→ Belge
Çok çalışan, hiç yerinde duramayan hareketli bir kadındı. Yardımseverdi. Almanya'ya çalışmak için başvuru yapmış ama bizleri bırakmaya kıyamamış. Babamdan sonra genç yaşında dul kalmasına rağmen evlenmedi. Bizleri yetiştirdi, düğünlerimizi yaptı, torunlarına emek verdi. Abimin düğünü Sunğipek de oldu.
Gemlik eskiden çok şahaneydi. Biz Yeni Mahallede büyüdük, evlendik. Komşuluklar çok güzeldi.
Eski Gemlik'i arıyor özlüyorum. (Not: Bu söyleşiyi yaptığımda Feriha teyzemiz hastaydı. Bakıcısı vardı. Yıllarca çalışarak ev almış, hayat mücadelesini kimseye muhtaç olmadan kazanmıştı. Geçen yıl rahmetli oldu. Mekanı cennet olsun)
ATİKE ÇINARTEPE
Kızı Fatma Kırsevmez anlatıyor.
Annem; Sunğipek Fabrikasından 1960-70 arası, 2 yıl revir( Hastabakıcı), 4 ya da 5 yıl “Büküm Terbiye” kısmında çalıştıktan sonra emekli oldu.

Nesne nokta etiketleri
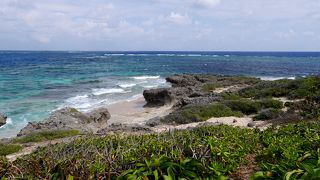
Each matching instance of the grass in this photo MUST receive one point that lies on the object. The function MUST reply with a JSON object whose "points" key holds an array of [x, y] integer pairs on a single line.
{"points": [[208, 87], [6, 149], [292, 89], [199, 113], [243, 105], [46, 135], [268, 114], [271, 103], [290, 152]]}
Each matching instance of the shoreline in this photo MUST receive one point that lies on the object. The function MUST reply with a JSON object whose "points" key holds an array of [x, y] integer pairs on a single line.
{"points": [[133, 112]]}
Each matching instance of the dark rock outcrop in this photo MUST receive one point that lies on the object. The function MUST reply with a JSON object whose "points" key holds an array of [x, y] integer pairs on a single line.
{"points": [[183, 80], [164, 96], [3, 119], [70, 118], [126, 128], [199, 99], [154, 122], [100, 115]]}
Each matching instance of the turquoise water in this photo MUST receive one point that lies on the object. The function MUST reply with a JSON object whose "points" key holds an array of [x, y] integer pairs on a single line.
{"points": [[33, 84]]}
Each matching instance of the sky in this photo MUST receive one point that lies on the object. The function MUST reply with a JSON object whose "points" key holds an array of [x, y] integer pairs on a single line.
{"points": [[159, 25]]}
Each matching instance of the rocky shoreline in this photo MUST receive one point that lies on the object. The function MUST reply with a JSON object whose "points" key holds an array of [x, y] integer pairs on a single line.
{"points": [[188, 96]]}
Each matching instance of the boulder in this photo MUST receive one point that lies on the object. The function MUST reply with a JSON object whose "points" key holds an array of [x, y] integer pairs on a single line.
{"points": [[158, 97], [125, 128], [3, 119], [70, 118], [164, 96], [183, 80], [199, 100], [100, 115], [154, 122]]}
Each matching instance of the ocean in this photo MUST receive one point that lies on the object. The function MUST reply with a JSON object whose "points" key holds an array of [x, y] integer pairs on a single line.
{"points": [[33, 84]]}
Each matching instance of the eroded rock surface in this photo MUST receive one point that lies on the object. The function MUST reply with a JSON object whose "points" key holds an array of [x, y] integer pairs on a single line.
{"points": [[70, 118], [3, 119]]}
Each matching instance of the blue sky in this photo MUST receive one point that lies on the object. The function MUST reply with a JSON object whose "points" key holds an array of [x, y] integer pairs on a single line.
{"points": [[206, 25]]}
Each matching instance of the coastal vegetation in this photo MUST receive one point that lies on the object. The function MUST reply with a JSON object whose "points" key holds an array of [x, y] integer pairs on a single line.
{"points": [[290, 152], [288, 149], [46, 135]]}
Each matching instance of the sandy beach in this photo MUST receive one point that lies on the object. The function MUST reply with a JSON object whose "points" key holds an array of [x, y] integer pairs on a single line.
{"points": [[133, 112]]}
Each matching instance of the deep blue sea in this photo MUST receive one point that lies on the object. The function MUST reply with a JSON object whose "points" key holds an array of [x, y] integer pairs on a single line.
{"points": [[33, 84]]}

→ Verilen Görev 1
Gemlik anılarını anlatan metinde "Çok çalışan, hiç" sözlerini içeren yerle açılıp "sonra emekli oldu." sözleriyle kapanan kısmı aynen yineleyin.
→ Verilen Görev 2
Gemlik ve Sunğipek Fabrikası anılarını anlatan metni kaldığı yerden sürdürün.

→ Yanıt 1
Çok çalışan, hiç yerinde duramayan hareketli bir kadındı. Yardımseverdi. Almanya'ya çalışmak için başvuru yapmış ama bizleri bırakmaya kıyamamış. Babamdan sonra genç yaşında dul kalmasına rağmen evlenmedi. Bizleri yetiştirdi, düğünlerimizi yaptı, torunlarına emek verdi. Abimin düğünü Sunğipek de oldu.
Gemlik eskiden çok şahaneydi. Biz Yeni Mahallede büyüdük, evlendik. Komşuluklar çok güzeldi.
Eski Gemlik'i arıyor özlüyorum. (Not: Bu söyleşiyi yaptığımda Feriha teyzemiz hastaydı. Bakıcısı vardı. Yıllarca çalışarak ev almış, hayat mücadelesini kimseye muhtaç olmadan kazanmıştı. Geçen yıl rahmetli oldu. Mekanı cennet olsun)
ATİKE ÇINARTEPE
Kızı Fatma Kırsevmez anlatıyor.
Annem; Sunğipek Fabrikasından 1960-70 arası, 2 yıl revir( Hastabakıcı), 4 ya da 5 yıl “Büküm Terbiye” kısmında çalıştıktan sonra emekli oldu.

→ Yanıt 2
Yemekhaneye yemek yemeye giderken,(müdiriyetin önünden yemekhaneye kadar olan kısım bayır) kışın kar ve buz tuttuğu için düşüp bel kemiğini kırıyor. Bir yıl yatarak tedavi görüyor. 2 ay Bursa SSK' da, bir yıl İstanbul Samatya hastanesinde yatıyor. İki kez de ameliyat geçiriyor. Uzun süre hastanede tedavi olunca, revir bölümüne başkasını almışlar. Büküm terbiyeye geçişi bu yüzden. Doktorların çalışamaz raporuna istinaden, malülen emekli olmuş.
Ve maalesef 25 yıl bastonla yürüdü.
Onlar fabrikada çalışan yüzlerce kadından biri, ikisi, üçüydü. Tüm ahirete intikal eden emekçi kadınlarımızı rahmetle anıyor, emekçi kadınlarımızın mücadele etmeden haklarını alabilecekleri ve özgür bir dünyada yaşayabilecekleri günlerin gelmesini diliyorum.